- **Text segment**:
I use a journal, or tell myself I am strong and everything is going to be okay and I also pray to God because it helps me get through the day and find some sort of relief.
However, I am still, to this day, thinking so much that it interferes with my life and my happiness. All I want is to live life undeterred by my triggers, but I have taught myself to analyze my problems so closely that anything that pertains to the memories will cause me to try to think or imagine a way I would handle this in a calm manner. I admit, in some ways this has helped and I'm hoping it's a step toward feeling more relaxed about what I hear or see. At the same time, though, I am fearful of separating this strategy from my life; what if something pertaining to 'it' comes up again, and I forget the things (concepts) that help me feel better about it?

- **Objective**:
Transcribe the passage on coping with painful memories in full, word for word. The items that come next are separate material and are unrelated to the passage on coping with painful memories.

(Items drawn from a data source)

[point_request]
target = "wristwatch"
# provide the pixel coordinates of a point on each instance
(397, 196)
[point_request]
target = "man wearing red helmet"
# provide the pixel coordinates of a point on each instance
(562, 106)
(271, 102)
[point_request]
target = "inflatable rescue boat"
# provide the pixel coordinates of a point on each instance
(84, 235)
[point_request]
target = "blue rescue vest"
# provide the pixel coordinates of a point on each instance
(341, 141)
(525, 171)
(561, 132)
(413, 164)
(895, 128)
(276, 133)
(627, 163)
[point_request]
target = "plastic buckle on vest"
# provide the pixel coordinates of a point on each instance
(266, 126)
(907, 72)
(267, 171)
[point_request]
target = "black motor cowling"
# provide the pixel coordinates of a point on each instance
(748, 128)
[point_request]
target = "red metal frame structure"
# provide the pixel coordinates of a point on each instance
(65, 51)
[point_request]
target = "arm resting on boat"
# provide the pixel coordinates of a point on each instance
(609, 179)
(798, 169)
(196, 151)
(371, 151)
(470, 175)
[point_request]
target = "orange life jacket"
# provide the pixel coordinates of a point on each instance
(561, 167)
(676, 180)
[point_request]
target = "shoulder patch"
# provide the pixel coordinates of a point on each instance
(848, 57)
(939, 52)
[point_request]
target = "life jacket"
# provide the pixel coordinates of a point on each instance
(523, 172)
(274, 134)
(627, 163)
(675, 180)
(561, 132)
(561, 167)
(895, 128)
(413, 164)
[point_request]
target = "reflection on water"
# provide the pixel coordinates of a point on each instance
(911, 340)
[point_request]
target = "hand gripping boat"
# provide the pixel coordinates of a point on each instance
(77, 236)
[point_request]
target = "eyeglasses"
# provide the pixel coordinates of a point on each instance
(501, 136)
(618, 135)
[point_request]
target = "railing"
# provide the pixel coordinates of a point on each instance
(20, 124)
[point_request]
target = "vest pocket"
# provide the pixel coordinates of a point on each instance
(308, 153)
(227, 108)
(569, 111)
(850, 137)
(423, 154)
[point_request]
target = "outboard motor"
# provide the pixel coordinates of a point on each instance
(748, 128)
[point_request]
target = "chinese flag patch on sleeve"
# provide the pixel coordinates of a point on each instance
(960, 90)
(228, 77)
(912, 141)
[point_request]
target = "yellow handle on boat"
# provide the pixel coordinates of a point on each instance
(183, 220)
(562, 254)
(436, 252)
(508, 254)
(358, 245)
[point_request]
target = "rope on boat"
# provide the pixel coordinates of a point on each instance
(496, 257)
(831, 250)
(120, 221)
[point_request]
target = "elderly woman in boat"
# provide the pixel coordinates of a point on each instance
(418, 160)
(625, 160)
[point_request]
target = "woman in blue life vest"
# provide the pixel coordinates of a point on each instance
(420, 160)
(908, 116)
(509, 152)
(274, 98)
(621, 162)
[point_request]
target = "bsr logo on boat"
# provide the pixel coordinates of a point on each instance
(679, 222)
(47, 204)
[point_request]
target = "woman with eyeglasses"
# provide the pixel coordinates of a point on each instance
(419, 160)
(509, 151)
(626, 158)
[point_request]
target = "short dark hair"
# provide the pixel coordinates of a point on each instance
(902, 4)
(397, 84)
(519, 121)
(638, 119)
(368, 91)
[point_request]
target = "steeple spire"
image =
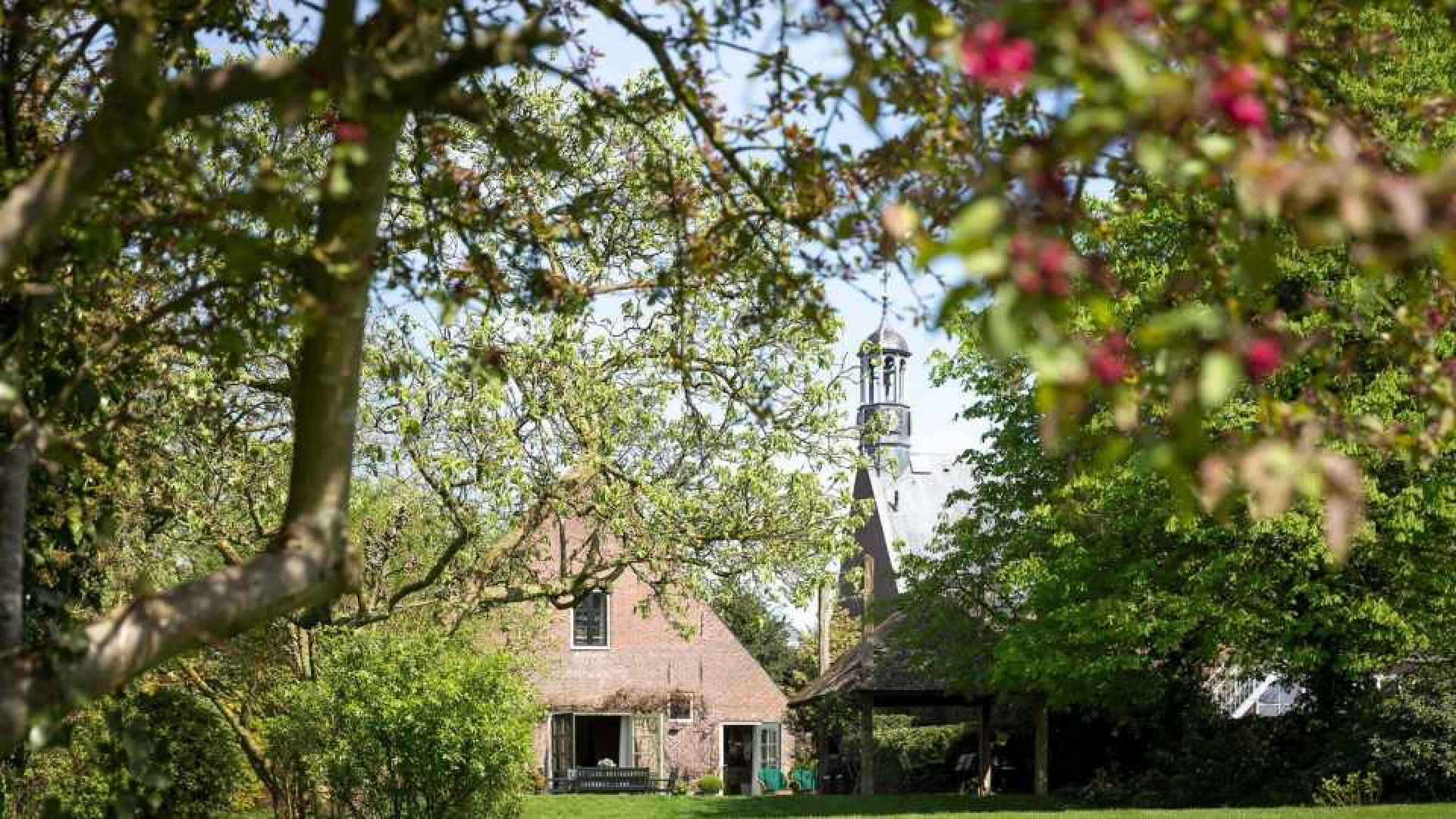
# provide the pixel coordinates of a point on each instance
(884, 419)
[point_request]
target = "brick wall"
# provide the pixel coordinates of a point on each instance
(647, 662)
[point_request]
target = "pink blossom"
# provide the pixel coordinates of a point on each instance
(995, 61)
(1263, 357)
(1234, 95)
(1248, 112)
(351, 133)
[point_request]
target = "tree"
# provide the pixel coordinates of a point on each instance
(172, 213)
(789, 656)
(1068, 120)
(414, 727)
(1091, 566)
(664, 425)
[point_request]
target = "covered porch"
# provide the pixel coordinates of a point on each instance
(607, 752)
(884, 672)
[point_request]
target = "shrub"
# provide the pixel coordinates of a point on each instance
(143, 755)
(1413, 739)
(1348, 790)
(710, 786)
(414, 727)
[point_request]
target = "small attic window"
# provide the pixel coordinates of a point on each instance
(588, 621)
(680, 707)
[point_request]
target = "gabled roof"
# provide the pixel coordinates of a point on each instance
(883, 664)
(912, 506)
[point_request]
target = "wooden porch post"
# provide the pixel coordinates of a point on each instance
(820, 745)
(983, 749)
(867, 745)
(1041, 729)
(826, 617)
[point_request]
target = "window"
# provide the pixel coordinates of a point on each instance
(588, 623)
(680, 707)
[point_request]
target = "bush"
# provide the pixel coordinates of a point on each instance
(1348, 790)
(143, 755)
(414, 727)
(710, 786)
(1413, 739)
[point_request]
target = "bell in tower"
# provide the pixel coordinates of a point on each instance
(884, 419)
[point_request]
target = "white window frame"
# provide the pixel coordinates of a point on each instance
(692, 707)
(606, 624)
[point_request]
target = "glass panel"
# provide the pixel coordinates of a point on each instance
(588, 621)
(769, 745)
(561, 745)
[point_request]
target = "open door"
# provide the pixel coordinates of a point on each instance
(647, 744)
(766, 752)
(563, 748)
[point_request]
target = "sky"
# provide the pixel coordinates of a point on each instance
(934, 409)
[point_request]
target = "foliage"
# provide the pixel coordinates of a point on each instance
(1348, 790)
(413, 726)
(913, 806)
(1267, 123)
(916, 758)
(207, 210)
(1097, 576)
(786, 653)
(1411, 736)
(147, 754)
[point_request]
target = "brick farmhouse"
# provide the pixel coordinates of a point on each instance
(638, 691)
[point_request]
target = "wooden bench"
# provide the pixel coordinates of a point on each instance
(610, 780)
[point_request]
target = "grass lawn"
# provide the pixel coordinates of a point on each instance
(918, 806)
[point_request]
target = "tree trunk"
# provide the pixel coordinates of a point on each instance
(310, 561)
(15, 487)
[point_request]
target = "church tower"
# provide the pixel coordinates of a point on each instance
(884, 419)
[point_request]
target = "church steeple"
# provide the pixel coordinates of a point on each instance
(884, 417)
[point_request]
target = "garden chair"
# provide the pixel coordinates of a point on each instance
(774, 780)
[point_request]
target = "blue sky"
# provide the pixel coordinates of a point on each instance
(937, 428)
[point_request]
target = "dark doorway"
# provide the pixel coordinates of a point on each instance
(737, 758)
(598, 739)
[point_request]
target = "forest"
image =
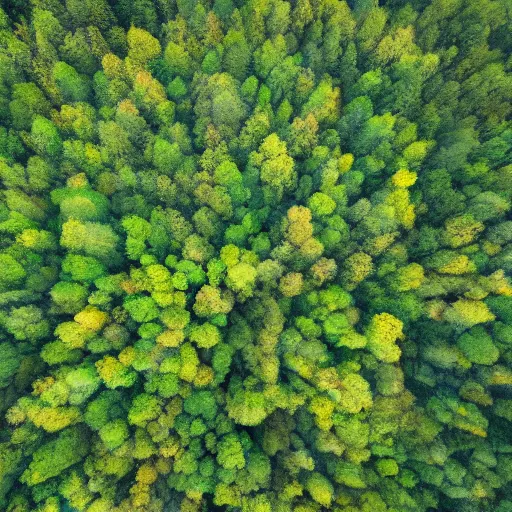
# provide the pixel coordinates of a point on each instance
(255, 255)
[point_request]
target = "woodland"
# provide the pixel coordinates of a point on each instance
(255, 256)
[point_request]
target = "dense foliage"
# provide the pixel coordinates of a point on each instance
(254, 255)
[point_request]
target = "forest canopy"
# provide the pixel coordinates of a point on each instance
(255, 256)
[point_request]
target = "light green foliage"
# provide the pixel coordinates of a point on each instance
(255, 256)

- **Expected answer**:
I use a journal, or tell myself I am strong and everything is going to be okay and I also pray to God because it helps me get through the day and find some sort of relief.
However, I am still, to this day, thinking so much that it interferes with my life and my happiness. All I want is to live life undeterred by my triggers, but I have taught myself to analyze my problems so closely that anything that pertains to the memories will cause me to try to think or imagine a way I would handle this in a calm manner. I admit, in some ways this has helped and I'm hoping it's a step toward feeling more relaxed about what I hear or see. At the same time, though, I am fearful of separating this strategy from my life; what if something pertaining to 'it' comes up again, and I forget the things (concepts) that help me feel better about it?